Bom, é hora de ir para a estrada e de apertar o botão “corsa programme”, que diminui o controle de tração e aumenta os giros. Sento-me ao volante e estico os braços, acomodando o corpo no banco. Pé no fundo e na arrancada sente-se uma vibração percorrendo a carroceria de alumínio e as digitais dos Pirelli carimbadas no asfalto, que também são assinadas em segunda marcha e até terceira. E se ele se parece com um console de videogame, o GT3 com suas linhas antigas é uma fascinante mistura do arcaico com o radical. Arcaico por causa da embreagem indecentemente dura, do áspero câmbio de seis marchas e dos freios de cerâmica difíceis de modular; radical por causa do magnífico e sonoro seis cilindros, da direção precisa que passa cada sensação do carro e do piso ao motorista na ponta de seus dedos, e do chassi maravilhosamente acertado, que garante uma estabilidade que beira o inacreditável. Claro que a caixa PDK de sete marchas disponível em outros modelos pode ser mais rápida e eficiente, mas nada como trocas manuais, mais espontâneas, divertidas.
########################################
Sua tarefa ▸ De acordo com o trecho, o que faz o botão “corsa programme”? Baseie-se somente no trecho acima.

Dados extraídos ▸
########################################
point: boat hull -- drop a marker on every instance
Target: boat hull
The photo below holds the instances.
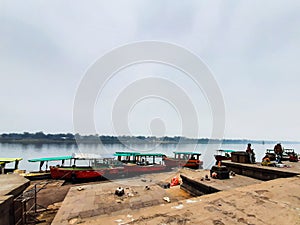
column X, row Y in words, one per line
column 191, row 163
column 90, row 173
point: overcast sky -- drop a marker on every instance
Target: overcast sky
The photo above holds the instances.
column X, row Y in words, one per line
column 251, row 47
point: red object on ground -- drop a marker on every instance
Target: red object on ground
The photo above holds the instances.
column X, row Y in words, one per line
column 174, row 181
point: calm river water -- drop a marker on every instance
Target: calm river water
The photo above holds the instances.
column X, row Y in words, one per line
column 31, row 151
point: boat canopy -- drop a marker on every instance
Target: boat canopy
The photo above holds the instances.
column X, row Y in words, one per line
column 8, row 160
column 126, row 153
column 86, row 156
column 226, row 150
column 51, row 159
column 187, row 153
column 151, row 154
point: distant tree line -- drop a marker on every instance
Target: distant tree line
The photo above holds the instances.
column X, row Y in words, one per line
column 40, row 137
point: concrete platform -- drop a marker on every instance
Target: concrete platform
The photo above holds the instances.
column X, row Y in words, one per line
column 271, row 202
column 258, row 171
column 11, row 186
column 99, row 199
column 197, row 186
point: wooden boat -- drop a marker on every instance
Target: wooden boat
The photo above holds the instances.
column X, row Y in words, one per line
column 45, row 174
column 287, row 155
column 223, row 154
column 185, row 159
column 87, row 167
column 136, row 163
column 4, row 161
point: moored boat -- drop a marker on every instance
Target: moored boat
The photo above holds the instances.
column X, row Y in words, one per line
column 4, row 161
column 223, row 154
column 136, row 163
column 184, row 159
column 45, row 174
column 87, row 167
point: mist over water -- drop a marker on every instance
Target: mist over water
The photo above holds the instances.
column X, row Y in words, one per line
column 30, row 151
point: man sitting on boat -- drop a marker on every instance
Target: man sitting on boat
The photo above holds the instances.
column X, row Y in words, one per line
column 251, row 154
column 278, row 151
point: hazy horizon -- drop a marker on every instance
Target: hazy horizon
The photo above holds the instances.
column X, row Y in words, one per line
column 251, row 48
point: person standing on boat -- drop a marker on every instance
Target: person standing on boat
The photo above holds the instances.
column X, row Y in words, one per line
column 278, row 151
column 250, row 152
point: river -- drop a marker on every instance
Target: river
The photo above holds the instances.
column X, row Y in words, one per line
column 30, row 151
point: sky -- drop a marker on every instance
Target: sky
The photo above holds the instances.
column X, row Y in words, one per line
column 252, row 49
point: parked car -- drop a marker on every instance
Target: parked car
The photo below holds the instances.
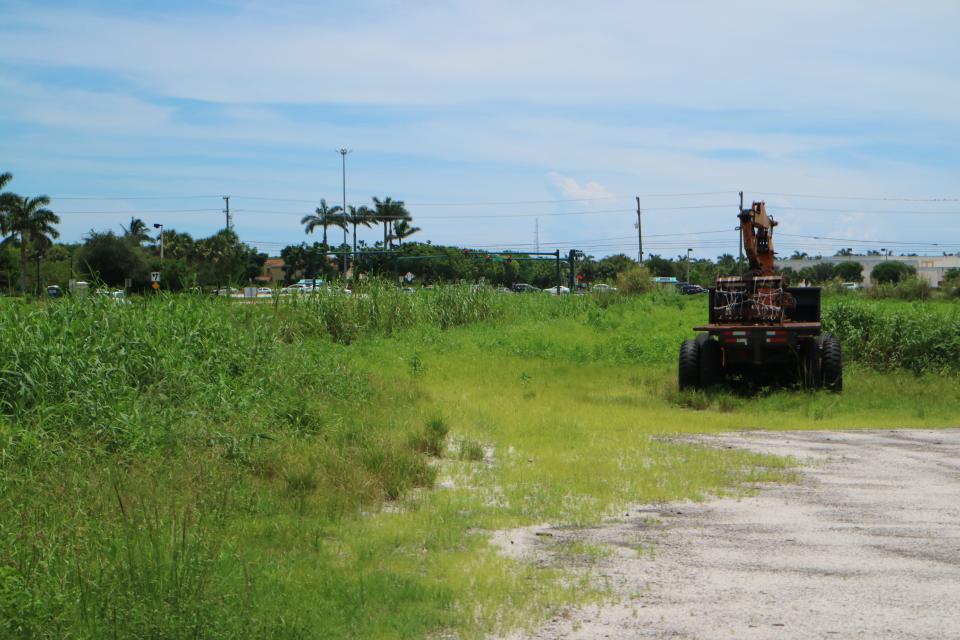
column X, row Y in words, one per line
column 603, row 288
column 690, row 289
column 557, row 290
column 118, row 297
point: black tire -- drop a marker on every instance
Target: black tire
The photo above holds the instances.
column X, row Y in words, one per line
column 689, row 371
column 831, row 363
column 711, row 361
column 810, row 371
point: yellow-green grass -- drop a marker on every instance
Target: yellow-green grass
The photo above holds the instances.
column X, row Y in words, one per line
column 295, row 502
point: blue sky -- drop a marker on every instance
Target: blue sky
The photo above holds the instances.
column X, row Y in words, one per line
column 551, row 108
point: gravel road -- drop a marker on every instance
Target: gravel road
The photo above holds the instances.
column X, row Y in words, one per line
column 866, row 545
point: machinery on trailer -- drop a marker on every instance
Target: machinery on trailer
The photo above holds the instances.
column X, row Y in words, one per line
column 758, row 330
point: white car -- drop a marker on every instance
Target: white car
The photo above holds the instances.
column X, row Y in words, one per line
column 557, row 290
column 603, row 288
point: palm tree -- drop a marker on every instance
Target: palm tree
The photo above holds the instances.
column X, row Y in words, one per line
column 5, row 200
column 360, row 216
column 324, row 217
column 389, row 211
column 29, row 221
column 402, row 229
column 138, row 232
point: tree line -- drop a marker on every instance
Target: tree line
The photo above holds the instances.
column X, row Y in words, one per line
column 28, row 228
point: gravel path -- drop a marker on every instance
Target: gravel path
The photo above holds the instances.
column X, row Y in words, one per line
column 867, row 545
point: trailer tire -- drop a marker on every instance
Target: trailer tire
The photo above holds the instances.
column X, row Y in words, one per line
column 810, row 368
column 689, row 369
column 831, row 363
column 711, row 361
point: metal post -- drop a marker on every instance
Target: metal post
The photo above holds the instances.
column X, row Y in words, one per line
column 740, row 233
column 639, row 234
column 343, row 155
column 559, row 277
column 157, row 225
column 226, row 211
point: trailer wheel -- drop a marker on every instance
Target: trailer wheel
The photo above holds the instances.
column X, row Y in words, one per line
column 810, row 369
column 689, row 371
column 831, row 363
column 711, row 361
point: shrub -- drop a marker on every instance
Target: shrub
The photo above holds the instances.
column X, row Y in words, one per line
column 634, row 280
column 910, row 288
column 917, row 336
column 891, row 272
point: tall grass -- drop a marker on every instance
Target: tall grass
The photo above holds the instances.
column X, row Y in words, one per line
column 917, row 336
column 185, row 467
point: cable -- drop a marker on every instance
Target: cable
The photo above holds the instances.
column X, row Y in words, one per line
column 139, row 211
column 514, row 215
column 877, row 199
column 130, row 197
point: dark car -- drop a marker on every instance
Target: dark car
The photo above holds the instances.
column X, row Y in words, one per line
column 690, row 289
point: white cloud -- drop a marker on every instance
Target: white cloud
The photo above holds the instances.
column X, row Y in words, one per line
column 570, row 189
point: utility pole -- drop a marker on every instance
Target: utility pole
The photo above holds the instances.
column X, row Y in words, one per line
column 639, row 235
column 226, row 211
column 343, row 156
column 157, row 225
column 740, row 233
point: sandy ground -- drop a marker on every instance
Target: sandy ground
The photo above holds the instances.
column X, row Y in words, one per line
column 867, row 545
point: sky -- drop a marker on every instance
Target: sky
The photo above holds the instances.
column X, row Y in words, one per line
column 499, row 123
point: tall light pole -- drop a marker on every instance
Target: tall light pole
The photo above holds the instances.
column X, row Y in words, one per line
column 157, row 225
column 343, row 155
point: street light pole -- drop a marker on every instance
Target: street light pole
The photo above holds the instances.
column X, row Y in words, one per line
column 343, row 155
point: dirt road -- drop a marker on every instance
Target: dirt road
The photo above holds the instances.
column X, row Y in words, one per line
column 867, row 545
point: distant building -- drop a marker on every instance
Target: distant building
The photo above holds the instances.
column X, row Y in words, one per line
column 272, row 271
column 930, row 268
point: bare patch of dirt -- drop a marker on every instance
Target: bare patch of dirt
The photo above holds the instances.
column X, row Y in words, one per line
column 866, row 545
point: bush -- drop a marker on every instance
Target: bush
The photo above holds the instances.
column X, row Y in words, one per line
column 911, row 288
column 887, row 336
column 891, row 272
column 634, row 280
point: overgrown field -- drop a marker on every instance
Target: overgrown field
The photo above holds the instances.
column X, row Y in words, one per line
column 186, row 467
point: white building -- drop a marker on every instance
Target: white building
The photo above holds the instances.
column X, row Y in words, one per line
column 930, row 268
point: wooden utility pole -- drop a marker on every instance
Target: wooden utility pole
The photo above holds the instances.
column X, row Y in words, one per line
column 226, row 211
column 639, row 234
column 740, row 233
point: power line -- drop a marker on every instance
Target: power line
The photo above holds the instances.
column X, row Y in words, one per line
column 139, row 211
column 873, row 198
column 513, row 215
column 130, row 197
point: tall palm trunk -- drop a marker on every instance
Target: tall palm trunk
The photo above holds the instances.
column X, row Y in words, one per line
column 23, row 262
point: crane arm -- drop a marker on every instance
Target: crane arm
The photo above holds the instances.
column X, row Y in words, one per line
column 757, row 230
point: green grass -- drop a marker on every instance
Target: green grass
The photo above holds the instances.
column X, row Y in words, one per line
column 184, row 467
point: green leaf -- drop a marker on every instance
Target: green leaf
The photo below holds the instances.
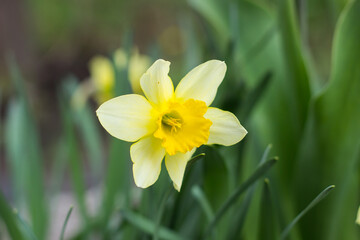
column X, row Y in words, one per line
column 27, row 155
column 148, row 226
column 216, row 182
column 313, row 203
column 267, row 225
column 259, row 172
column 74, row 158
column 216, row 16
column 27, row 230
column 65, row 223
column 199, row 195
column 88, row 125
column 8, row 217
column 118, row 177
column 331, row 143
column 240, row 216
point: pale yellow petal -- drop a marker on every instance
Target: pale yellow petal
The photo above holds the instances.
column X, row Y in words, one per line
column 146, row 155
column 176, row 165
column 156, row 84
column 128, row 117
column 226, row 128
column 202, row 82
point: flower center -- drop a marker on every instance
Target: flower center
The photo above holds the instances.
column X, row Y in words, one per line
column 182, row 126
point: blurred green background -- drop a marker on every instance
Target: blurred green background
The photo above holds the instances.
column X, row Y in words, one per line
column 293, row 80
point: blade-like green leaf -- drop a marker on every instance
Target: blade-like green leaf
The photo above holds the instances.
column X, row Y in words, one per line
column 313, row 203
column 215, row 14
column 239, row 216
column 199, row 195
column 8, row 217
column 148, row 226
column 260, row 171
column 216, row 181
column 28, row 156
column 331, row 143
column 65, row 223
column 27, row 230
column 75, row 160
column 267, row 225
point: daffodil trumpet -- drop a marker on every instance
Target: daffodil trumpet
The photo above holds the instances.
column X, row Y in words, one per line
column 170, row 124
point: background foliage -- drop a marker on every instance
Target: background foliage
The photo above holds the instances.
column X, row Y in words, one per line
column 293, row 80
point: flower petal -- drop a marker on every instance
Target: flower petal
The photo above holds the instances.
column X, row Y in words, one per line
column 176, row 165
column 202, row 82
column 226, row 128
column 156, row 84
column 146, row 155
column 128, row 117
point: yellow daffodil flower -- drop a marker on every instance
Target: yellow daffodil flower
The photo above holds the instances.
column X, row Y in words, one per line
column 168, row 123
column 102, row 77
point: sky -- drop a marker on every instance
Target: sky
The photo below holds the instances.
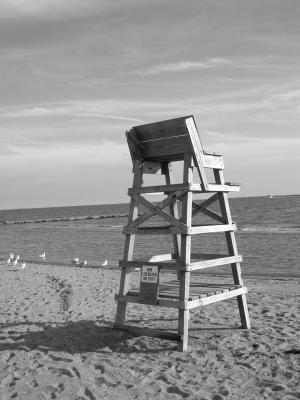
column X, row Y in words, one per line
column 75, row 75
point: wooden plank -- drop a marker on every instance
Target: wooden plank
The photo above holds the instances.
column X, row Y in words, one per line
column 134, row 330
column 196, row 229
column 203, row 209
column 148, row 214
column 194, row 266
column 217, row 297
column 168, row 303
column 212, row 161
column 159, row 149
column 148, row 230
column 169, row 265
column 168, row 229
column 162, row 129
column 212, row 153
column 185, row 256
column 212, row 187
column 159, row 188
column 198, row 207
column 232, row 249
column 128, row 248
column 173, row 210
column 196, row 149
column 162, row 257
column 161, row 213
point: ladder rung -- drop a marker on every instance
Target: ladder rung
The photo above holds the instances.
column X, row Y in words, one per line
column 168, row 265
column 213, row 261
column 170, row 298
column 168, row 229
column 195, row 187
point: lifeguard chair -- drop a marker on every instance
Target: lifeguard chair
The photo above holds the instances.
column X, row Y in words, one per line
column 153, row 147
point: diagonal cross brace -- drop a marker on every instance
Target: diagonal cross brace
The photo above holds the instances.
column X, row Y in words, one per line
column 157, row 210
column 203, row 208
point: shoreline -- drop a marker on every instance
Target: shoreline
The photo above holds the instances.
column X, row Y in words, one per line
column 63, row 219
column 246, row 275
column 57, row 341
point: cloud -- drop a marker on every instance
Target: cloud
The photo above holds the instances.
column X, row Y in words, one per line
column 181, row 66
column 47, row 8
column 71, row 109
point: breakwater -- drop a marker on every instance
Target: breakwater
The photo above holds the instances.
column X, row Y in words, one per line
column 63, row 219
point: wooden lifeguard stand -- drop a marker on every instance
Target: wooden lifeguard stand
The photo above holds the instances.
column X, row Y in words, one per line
########################################
Resposta ▸ Diminui o controle de tração e aumenta os giros.